> [Document text]
..............................
5 out of 5 stars He didn't editorialize   June 10, 2000
 21 out of 22 found this review helpful

In the mid-70's, I attended a slide lecture by Smith at Northern Michigan University in Marquette. I didn't know a thing about him, but the presentation haunts me still. He was helped onto the stage, a very old man, and quietly, he narrated the Minimata work in a slide show. The audience, a bunch of party school undergrads and townspeople, were completely silent the entire time. It was almost as if Smith knew that if the slightest emotion showed in his voice, his audience would be lost in sobs. He didn't editorialize, he just spoke, simply and quietly. At the end of the show, he put up one last slide. It was of a blackboard with the words in chalk, "Thank you, all you lovely people." It brings tears to my eyes almost 20 years later.


5 out of 5 stars A brillantly sad and talented man   November 3, 1999
 3 out of 14 found this review helpful

The life of W. Eugene Smith is none the less; inspiring yet depressingly so... A reflection of the truth in life, man and society.
..............................
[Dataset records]

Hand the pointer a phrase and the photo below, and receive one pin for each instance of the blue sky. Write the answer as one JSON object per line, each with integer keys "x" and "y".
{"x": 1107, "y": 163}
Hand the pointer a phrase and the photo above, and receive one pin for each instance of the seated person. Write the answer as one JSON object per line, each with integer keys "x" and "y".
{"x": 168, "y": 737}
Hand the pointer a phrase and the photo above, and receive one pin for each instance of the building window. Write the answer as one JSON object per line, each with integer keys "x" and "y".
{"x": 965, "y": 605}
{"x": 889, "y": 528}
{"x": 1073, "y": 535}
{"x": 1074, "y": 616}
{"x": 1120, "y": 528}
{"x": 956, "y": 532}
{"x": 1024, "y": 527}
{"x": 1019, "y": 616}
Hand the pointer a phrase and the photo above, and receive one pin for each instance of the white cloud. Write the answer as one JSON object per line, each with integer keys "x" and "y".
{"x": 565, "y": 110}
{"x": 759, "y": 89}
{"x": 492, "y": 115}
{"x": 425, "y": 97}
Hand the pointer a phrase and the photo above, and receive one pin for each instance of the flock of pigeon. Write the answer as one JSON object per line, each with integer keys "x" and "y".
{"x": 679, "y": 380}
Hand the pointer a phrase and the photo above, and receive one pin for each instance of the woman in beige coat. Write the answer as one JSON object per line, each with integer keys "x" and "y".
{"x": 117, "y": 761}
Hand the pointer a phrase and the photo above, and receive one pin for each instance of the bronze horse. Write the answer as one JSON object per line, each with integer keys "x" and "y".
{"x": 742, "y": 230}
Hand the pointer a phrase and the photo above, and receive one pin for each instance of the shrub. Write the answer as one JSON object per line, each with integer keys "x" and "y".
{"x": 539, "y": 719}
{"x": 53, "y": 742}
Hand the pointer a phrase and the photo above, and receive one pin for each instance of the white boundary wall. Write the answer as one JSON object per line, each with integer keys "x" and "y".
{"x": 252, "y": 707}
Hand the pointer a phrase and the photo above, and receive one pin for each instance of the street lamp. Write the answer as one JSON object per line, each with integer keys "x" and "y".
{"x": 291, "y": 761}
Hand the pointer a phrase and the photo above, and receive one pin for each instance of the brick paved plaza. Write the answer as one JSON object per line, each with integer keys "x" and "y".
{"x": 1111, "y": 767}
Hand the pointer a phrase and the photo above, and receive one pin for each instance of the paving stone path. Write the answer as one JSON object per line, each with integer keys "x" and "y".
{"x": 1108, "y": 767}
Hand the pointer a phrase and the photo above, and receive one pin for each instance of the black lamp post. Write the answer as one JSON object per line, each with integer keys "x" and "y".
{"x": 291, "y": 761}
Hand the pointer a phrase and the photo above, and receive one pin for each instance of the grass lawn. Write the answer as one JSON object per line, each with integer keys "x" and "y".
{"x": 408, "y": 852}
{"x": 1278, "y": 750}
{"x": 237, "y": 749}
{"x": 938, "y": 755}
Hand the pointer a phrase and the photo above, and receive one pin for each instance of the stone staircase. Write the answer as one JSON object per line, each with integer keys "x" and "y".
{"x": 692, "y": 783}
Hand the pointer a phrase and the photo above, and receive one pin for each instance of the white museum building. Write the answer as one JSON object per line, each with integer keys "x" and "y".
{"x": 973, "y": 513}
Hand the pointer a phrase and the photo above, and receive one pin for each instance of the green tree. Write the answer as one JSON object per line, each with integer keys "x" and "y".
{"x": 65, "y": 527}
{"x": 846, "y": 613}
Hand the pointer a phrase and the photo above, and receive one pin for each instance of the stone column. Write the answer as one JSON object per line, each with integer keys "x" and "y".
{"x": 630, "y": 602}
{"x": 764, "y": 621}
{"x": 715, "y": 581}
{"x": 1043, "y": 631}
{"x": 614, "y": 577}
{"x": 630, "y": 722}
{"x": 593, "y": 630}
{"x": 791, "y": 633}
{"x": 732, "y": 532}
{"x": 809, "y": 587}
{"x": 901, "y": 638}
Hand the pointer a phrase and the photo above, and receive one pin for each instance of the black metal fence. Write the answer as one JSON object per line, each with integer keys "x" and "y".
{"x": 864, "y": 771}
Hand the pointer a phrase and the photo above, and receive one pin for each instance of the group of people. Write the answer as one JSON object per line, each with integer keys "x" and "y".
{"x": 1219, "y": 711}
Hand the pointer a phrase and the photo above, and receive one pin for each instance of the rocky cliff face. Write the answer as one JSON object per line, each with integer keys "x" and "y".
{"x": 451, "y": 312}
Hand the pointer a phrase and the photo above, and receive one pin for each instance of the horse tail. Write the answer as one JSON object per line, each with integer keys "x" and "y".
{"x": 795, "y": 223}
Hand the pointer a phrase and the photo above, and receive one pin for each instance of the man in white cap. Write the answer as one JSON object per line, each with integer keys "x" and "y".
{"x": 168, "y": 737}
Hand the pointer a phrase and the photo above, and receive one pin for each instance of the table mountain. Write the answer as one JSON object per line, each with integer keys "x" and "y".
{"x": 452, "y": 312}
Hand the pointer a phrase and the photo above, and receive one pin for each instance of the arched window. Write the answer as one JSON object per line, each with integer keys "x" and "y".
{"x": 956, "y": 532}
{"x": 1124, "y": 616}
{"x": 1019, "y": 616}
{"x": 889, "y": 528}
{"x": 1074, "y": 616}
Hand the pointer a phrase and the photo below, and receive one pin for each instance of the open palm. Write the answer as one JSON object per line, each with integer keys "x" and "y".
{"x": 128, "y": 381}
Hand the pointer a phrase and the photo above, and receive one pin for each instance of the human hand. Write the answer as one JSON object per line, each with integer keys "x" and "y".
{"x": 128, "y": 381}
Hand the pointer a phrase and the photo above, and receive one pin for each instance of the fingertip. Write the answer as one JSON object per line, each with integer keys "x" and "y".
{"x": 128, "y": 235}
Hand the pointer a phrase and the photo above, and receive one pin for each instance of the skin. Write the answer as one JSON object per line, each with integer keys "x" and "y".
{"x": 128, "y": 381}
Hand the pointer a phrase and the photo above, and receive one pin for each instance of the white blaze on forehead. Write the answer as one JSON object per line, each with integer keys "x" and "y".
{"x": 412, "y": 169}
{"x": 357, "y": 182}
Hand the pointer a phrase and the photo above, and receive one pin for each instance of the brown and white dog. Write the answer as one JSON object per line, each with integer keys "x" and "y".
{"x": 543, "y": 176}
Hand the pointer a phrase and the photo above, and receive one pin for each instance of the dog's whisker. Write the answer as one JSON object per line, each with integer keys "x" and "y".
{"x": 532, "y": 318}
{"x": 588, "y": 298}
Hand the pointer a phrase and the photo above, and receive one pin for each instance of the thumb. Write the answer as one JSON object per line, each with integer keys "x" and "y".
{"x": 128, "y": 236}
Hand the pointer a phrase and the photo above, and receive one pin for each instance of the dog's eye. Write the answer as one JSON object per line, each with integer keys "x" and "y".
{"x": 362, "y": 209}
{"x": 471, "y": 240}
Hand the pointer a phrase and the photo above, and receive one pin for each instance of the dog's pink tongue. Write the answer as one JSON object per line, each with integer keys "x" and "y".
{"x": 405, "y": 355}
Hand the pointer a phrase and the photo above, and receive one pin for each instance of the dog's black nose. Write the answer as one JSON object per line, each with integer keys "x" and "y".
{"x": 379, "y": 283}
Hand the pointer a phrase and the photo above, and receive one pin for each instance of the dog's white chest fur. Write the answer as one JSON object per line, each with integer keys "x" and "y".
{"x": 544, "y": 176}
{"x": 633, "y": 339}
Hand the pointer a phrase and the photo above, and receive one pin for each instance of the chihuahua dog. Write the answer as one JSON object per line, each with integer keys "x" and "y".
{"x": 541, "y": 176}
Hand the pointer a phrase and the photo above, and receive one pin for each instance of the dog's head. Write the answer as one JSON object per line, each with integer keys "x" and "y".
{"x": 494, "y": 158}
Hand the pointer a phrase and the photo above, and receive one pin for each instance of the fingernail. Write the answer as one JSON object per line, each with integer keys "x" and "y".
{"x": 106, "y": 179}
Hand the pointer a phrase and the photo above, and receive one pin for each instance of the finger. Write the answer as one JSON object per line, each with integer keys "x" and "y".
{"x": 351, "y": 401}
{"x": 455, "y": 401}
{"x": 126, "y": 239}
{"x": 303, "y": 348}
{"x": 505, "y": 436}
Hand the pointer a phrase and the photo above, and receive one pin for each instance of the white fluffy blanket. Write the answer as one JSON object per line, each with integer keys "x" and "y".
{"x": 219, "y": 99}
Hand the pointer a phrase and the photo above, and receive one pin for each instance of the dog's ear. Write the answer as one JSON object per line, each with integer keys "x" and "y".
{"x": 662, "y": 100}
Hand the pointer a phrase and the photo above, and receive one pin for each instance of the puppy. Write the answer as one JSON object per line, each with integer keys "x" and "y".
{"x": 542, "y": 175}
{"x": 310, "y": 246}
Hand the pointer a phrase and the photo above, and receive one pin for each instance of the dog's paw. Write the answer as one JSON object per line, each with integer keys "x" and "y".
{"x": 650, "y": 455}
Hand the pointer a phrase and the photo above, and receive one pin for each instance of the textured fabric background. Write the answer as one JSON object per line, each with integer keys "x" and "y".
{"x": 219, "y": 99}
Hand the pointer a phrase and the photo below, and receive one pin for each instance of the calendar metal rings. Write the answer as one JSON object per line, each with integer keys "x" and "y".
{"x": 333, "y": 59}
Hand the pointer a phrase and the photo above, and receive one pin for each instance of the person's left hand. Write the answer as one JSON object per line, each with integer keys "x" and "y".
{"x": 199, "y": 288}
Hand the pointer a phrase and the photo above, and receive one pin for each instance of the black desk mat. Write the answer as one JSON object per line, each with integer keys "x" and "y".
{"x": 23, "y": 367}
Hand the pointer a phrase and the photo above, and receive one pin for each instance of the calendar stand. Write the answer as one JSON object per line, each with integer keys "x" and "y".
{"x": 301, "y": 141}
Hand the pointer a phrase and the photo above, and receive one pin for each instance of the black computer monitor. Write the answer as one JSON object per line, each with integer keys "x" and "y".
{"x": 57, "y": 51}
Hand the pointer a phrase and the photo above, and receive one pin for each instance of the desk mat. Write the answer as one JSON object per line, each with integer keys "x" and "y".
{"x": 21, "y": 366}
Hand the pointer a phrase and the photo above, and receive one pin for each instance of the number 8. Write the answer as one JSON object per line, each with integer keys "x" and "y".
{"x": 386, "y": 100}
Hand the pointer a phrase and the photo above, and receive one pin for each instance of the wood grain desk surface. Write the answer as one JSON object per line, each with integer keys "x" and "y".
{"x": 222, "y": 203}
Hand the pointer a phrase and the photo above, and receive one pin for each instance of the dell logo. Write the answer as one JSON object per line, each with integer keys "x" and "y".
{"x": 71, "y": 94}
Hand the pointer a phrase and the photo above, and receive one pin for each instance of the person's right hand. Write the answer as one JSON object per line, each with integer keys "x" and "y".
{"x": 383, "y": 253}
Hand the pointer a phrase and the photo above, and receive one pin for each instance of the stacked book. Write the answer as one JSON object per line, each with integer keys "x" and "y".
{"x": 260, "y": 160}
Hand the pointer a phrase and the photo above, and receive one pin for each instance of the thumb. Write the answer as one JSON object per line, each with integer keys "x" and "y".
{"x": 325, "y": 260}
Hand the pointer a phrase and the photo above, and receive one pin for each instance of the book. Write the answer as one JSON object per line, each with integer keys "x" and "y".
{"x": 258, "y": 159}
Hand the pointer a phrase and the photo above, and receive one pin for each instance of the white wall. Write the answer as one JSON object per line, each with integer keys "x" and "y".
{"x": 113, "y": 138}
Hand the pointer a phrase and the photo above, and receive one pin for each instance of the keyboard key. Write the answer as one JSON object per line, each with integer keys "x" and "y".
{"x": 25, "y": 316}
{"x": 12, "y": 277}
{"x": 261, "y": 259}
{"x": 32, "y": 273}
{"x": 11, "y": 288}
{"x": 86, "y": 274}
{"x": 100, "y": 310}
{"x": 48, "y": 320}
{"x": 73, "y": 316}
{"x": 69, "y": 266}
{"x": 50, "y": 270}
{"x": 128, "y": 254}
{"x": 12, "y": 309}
..............................
> [Given instruction A]
In the W. Eugene Smith reviews, where did the first reviewer attend Smith's slide lecture?
> [Given instruction B]
Carry the W. Eugene Smith reviews on from their last sentence.

> [Written reply A]
At Northern Michigan University in Marquette.

> [Written reply B]
5 out of 5 stars He was probably a bastard, but I wish I'd met him   July 27, 1999
 36 out of 38 found this review helpful

In the fall of 1985 I drove down from Northern New Jersey to the Philadelphia Museum of Art to see the retrospective show of W. Eugene Smith's work for which this book was the catalog. I walked through the rooms and people stood in front of his Minamata photographs, weeping. Smith paid for those pictures with his eyesight, probably the better part of his sanity. If he drank before, the stories are that after his return from Japan he plunged into the bottle full-bore. If one can talk of a man's life and work in religious terms, W. Eugene Smith's career was a prolonged and self-willed crucifixion, a sacrifice in the name of a Truth that I'm not sure we're ready for yet.

I haven't photographed seriously in quite a few years, but whenever I made a print, there in the darkroom I could feel Smith's presence saying two things to me: "You're lousy at this" and "Don't ever stop."